Instructions for the task
Transcribe every entry word for word, leaving out all images.
▽
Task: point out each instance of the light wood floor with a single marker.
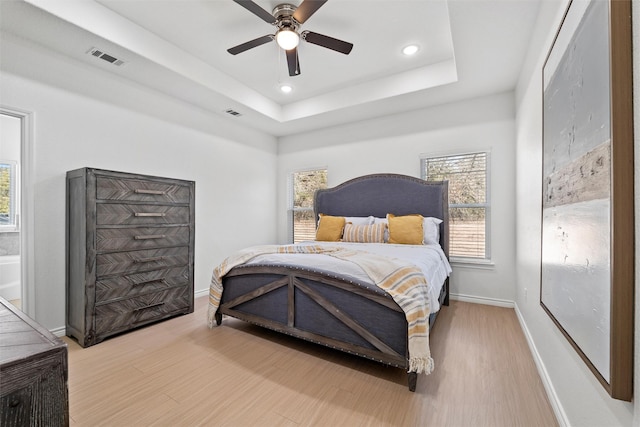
(180, 373)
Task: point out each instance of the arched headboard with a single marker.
(380, 194)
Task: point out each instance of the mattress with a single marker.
(430, 259)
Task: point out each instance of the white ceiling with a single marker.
(468, 48)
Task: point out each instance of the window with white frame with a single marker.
(469, 203)
(302, 187)
(8, 196)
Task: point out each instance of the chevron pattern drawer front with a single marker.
(130, 251)
(118, 263)
(140, 190)
(132, 284)
(122, 315)
(116, 214)
(122, 239)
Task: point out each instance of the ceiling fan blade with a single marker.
(292, 62)
(306, 9)
(257, 10)
(250, 44)
(328, 42)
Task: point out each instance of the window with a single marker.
(469, 206)
(302, 186)
(8, 199)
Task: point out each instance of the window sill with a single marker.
(483, 264)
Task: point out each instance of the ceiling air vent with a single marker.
(233, 112)
(105, 56)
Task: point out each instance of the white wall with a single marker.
(395, 143)
(579, 398)
(235, 182)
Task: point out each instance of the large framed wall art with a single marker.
(587, 270)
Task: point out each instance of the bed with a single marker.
(315, 292)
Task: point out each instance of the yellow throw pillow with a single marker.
(406, 230)
(330, 228)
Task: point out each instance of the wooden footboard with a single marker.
(320, 308)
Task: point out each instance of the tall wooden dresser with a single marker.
(129, 251)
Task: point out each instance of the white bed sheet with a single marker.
(430, 259)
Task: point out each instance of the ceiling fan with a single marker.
(288, 19)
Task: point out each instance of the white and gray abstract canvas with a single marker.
(577, 178)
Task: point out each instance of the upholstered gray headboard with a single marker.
(380, 194)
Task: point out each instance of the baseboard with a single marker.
(558, 410)
(201, 293)
(481, 300)
(59, 332)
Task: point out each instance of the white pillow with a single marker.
(377, 220)
(431, 227)
(359, 220)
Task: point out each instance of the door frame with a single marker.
(27, 205)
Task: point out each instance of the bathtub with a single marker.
(10, 277)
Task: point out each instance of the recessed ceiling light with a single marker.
(410, 50)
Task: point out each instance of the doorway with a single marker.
(14, 144)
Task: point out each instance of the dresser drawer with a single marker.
(118, 239)
(140, 261)
(130, 285)
(128, 313)
(123, 214)
(109, 188)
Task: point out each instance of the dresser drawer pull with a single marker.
(149, 306)
(146, 282)
(150, 236)
(150, 259)
(154, 192)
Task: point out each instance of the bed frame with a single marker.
(320, 306)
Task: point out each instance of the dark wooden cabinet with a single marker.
(130, 248)
(33, 372)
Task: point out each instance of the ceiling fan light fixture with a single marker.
(412, 49)
(287, 38)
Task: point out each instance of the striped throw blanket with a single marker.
(402, 280)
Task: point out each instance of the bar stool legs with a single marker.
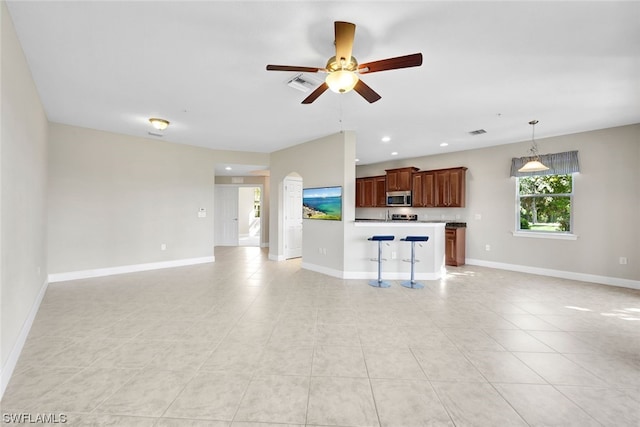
(412, 283)
(379, 283)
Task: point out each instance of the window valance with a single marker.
(558, 163)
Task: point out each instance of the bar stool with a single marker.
(413, 239)
(380, 283)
△
Result below
Task: point out each instance of the light wood floor with a single marker.
(180, 373)
Task: point out each instance of the arched headboard with a single marker.
(380, 194)
Task: point out each instance of the mattress with a single marker.
(430, 259)
Task: point out each instance of the white ceiling with a single marker.
(468, 48)
Task: point out each instance of the window with white frame with a single marker.
(469, 203)
(302, 187)
(8, 196)
Task: point out each instance of the chevron pattern drawer front with a single marker.
(130, 251)
(118, 263)
(140, 190)
(132, 284)
(122, 315)
(116, 214)
(122, 239)
Task: point out each instance of the ceiling fan blade with a single marker.
(292, 62)
(306, 9)
(257, 10)
(250, 44)
(328, 42)
Task: point out each instance of the window with a single marker.
(469, 206)
(302, 186)
(8, 199)
Task: point out each instance of the window sill with a single marker.
(483, 264)
Task: point out each instance of the ceiling air vent with a single marker.
(233, 112)
(105, 56)
Task: point out each instance of the white wall with a single marker.
(395, 143)
(579, 398)
(235, 182)
Task: point out each instance of the large framed wall art with a single marker.
(587, 270)
Task: point out each instance of the bed with a single marker.
(315, 292)
Task: point out each instance of the yellow throw pillow with a single marker.
(406, 230)
(330, 228)
Task: point out each instance of the wooden footboard with a single marker.
(320, 308)
Task: point out each instance of the tall wooden dresser with a single marker.
(129, 251)
Task: point out each instance of the white bed sheet with a single marker.
(430, 259)
Task: point out each instance of the ceiling fan with a single marker.
(288, 19)
Task: point out each instance of the white and gray abstract canvas with a single marker.
(577, 178)
Task: point out each instance of the upholstered gray headboard with a single marker.
(380, 194)
Task: point out each instance of the baseboard with a single marker.
(558, 410)
(201, 293)
(481, 300)
(59, 332)
Task: point out each instance of the white pillow with a single marker.
(377, 220)
(431, 227)
(359, 220)
Task: point out each instance of the door frame with a single marker.
(27, 205)
Task: point out each instance of the bathtub with a single marker.
(10, 277)
Task: point out each instance of the recessed ceiling light with a single marker.
(410, 50)
Task: point out each instance of the doorway with a single marker.
(14, 144)
Task: point out each instance of the dresser drawer with a single marker.
(118, 239)
(140, 261)
(130, 285)
(128, 313)
(123, 214)
(109, 188)
Task: point out each instance of the dresser drawer pull with a single marker.
(149, 306)
(146, 282)
(150, 236)
(150, 259)
(154, 192)
Task: point out each instance of the bed frame with a single marker.
(320, 306)
Task: point out each instance of the dark wooden cabinet with a single marker.
(130, 248)
(33, 372)
Task: point out each instance of the ceiling fan light fixture with a single marker.
(412, 49)
(287, 38)
Task: point out each instance of the striped throw blanket with a single marker.
(402, 280)
Task: point out each instance of the bar stool legs with a single marker.
(412, 283)
(379, 283)
Task: point out each instance of the window valance with a single marker.
(558, 163)
Task: point out each instance of the bar stool with a single marker.
(413, 239)
(380, 283)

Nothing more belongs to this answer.